• _WHAT TO WORK ON_
Where in the records does the word "flag" appear? Copy each line that holds it.

• _MATERIAL SHOWN_
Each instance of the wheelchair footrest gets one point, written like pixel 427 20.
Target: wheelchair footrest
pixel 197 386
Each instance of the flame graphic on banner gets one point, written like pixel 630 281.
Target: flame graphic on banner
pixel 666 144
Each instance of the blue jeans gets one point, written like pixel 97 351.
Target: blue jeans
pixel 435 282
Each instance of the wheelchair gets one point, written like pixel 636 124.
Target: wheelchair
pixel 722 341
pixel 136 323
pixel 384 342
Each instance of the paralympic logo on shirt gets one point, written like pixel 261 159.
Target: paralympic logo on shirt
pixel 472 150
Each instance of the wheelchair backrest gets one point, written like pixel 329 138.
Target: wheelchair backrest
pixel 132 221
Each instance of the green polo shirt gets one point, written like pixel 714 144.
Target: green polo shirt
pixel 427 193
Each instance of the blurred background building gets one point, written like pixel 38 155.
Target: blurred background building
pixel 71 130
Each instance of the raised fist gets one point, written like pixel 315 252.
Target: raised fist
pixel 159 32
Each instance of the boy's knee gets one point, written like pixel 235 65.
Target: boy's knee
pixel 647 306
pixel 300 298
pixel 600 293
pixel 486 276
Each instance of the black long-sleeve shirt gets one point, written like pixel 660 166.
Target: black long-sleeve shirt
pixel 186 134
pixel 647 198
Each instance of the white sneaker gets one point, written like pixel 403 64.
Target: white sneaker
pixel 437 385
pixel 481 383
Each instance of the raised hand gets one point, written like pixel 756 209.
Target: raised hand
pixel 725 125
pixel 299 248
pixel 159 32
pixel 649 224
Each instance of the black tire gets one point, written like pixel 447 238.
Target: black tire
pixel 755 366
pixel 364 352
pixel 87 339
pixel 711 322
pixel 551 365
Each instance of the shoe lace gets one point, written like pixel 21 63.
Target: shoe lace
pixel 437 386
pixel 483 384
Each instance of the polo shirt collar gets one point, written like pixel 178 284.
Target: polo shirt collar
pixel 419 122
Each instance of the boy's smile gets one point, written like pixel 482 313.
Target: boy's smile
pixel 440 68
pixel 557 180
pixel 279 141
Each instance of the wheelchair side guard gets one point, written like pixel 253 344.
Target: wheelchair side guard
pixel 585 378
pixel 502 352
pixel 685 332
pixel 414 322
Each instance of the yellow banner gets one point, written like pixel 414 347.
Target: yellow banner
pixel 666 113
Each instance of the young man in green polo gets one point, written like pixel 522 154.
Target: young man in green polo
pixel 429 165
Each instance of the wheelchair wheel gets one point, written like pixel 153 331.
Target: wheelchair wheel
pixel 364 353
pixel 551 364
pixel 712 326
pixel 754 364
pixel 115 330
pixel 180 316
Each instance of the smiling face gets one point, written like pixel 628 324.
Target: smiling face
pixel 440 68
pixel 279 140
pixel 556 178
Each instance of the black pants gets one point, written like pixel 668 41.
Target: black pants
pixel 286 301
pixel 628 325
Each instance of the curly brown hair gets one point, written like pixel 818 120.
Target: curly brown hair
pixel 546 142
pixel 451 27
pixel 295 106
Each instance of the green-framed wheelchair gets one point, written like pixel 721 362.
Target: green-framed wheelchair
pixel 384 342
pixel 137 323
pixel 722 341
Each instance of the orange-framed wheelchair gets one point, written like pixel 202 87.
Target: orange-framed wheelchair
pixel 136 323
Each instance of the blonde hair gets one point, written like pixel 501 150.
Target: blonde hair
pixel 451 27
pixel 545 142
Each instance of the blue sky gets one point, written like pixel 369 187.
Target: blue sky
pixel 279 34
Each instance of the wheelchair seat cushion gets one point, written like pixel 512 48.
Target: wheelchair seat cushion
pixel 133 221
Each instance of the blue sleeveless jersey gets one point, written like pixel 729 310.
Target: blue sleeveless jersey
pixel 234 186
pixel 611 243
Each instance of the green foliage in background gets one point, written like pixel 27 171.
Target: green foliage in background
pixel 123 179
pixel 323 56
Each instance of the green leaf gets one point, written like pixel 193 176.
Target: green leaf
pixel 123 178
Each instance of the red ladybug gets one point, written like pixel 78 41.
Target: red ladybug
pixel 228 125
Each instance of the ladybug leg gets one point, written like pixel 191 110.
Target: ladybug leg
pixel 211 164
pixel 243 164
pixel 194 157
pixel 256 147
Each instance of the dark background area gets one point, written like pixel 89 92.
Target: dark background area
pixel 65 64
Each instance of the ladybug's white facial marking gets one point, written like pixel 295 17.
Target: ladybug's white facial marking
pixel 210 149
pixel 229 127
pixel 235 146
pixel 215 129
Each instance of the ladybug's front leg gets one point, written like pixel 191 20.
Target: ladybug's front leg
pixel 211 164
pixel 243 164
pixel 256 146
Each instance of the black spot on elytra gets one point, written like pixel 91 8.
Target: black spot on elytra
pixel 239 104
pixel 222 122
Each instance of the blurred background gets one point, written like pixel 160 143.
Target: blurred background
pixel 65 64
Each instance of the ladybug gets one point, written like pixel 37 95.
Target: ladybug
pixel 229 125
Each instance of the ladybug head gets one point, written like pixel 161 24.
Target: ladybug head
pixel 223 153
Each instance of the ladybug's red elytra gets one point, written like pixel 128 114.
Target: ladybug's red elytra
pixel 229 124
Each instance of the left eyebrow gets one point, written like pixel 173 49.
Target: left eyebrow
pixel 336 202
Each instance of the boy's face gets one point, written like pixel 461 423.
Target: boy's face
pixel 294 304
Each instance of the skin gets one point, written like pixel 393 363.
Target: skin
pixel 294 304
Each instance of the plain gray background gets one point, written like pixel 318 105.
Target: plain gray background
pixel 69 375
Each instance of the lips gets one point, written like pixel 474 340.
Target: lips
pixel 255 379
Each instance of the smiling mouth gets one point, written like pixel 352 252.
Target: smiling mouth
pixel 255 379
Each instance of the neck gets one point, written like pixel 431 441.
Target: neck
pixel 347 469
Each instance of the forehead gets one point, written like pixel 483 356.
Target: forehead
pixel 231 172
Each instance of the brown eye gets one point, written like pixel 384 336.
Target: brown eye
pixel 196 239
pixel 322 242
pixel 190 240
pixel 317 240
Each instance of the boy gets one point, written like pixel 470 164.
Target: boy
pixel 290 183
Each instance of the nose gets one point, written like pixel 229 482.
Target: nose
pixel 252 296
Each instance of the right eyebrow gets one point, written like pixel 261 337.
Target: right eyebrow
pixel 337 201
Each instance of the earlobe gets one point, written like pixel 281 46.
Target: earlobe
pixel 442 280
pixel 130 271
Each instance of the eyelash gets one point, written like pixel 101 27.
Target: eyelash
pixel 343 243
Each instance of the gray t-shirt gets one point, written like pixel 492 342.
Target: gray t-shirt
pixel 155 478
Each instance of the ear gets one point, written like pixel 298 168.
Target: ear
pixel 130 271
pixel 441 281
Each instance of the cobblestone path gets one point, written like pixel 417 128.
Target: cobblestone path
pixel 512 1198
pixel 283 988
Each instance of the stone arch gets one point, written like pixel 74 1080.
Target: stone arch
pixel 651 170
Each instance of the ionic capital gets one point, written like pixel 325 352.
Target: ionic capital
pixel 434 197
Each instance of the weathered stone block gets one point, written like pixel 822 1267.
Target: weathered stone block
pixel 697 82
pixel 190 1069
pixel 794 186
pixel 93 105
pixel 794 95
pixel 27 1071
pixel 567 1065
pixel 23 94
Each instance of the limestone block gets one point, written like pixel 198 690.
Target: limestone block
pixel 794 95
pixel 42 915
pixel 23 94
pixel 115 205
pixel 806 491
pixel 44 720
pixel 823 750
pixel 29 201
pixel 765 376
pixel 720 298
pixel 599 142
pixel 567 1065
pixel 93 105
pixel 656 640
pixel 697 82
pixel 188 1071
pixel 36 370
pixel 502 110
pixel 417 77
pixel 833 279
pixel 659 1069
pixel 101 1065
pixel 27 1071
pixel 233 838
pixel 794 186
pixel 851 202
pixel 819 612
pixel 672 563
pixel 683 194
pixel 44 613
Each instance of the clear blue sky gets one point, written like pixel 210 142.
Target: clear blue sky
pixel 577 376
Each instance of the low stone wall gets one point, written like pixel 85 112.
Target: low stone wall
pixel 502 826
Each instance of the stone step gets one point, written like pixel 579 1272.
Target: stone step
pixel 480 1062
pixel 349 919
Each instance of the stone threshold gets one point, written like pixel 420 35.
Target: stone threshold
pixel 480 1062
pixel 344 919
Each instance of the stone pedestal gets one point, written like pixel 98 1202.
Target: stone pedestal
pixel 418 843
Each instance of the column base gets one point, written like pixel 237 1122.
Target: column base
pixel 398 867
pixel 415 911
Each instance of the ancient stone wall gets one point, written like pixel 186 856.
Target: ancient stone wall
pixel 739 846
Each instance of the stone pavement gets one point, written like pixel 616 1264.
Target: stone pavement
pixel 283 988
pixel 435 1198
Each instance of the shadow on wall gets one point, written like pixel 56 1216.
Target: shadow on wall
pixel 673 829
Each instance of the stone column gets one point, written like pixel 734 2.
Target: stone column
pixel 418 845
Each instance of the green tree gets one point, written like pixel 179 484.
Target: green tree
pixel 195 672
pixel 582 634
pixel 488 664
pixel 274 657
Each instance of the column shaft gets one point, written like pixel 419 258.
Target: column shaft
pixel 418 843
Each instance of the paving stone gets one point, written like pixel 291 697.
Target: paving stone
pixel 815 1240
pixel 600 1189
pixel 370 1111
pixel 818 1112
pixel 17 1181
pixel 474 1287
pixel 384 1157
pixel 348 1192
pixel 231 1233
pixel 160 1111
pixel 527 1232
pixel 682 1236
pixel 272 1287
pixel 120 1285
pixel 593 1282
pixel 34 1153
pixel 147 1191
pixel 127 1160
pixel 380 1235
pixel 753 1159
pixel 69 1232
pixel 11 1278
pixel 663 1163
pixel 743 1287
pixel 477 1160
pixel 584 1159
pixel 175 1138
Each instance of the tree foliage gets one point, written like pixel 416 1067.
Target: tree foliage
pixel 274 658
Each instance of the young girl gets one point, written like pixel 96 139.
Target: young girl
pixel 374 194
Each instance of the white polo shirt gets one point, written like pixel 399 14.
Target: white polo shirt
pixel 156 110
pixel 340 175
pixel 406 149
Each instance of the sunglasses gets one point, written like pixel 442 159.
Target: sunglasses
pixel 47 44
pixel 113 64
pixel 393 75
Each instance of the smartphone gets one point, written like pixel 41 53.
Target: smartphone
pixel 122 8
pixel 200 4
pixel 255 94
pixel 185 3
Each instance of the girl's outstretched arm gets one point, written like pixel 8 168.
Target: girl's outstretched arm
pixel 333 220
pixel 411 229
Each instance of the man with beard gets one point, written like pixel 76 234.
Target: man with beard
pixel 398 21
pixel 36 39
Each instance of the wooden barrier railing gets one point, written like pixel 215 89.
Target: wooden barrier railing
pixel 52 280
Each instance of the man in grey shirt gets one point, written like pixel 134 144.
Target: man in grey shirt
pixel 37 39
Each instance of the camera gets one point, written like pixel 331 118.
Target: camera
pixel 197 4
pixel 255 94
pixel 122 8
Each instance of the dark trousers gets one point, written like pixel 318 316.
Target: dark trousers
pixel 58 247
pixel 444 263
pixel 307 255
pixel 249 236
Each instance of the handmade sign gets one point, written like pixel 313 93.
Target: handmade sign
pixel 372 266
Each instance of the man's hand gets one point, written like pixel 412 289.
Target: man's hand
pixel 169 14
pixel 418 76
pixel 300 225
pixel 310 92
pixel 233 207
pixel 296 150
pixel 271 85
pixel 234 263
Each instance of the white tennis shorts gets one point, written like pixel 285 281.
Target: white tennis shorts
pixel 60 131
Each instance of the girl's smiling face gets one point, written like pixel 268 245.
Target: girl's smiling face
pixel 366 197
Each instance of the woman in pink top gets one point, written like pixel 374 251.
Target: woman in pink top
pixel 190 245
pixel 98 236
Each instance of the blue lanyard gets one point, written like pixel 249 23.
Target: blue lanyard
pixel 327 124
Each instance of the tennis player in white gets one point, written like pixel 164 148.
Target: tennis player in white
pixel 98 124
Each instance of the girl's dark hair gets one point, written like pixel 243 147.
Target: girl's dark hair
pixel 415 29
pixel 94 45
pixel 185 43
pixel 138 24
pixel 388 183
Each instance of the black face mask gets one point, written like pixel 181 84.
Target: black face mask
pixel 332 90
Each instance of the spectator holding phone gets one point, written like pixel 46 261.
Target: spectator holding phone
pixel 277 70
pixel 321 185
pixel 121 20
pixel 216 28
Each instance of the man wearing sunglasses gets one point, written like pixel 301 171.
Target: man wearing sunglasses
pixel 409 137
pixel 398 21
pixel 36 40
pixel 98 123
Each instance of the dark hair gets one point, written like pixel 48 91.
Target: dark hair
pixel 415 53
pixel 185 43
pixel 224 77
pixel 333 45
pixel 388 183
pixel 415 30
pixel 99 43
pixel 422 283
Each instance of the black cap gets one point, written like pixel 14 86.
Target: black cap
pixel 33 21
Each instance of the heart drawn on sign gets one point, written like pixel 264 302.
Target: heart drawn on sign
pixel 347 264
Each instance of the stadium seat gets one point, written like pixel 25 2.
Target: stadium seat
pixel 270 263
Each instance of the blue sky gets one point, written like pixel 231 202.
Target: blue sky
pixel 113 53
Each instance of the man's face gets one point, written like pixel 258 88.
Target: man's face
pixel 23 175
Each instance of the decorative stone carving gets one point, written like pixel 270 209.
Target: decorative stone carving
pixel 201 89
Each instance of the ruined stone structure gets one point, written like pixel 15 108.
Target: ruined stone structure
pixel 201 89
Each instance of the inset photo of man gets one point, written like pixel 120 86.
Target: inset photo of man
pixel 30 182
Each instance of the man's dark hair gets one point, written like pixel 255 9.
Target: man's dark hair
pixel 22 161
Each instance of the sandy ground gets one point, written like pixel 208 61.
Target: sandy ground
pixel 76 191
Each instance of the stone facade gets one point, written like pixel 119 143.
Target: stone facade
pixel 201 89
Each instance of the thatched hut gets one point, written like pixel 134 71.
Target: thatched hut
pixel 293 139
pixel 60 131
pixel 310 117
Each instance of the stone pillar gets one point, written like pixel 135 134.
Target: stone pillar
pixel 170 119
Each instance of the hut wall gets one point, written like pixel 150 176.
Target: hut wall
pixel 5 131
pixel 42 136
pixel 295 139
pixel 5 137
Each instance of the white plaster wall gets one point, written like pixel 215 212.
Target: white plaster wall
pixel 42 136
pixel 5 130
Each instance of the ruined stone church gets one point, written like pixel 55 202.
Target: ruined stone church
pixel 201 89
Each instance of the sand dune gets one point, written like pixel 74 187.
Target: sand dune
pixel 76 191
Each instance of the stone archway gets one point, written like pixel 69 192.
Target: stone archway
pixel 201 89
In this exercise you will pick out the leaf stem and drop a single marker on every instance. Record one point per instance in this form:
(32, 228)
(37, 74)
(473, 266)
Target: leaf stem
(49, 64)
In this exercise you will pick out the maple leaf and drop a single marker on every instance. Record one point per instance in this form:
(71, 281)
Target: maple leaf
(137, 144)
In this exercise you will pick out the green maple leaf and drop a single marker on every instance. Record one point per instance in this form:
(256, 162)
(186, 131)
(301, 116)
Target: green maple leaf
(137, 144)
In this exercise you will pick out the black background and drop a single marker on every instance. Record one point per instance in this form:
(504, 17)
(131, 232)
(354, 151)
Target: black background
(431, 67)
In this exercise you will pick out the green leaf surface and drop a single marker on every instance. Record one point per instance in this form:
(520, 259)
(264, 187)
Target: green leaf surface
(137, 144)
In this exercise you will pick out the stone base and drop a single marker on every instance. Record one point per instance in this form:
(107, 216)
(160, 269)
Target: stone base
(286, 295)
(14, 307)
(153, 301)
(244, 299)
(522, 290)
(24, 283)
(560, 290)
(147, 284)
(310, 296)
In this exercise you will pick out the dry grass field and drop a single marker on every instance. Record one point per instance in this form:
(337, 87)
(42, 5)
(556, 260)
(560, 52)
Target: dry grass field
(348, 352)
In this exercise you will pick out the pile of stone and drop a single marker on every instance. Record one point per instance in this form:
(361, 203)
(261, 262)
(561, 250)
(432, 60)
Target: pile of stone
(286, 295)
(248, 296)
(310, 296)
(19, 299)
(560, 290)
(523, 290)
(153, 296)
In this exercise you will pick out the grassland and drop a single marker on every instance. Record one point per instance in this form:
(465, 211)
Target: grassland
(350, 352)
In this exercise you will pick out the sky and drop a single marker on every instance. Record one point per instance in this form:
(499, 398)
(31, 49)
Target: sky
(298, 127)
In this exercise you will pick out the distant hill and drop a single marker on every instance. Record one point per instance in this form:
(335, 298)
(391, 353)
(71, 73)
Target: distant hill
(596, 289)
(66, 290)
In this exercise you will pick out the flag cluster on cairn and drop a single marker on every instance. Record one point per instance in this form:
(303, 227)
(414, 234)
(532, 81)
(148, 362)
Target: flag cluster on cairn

• _YOUR RESPONSE_
In this exercise you will pick out the flag cluster on cairn and drop a single marker on every instance. Record one point per instance in this form:
Target: flag cluster on cairn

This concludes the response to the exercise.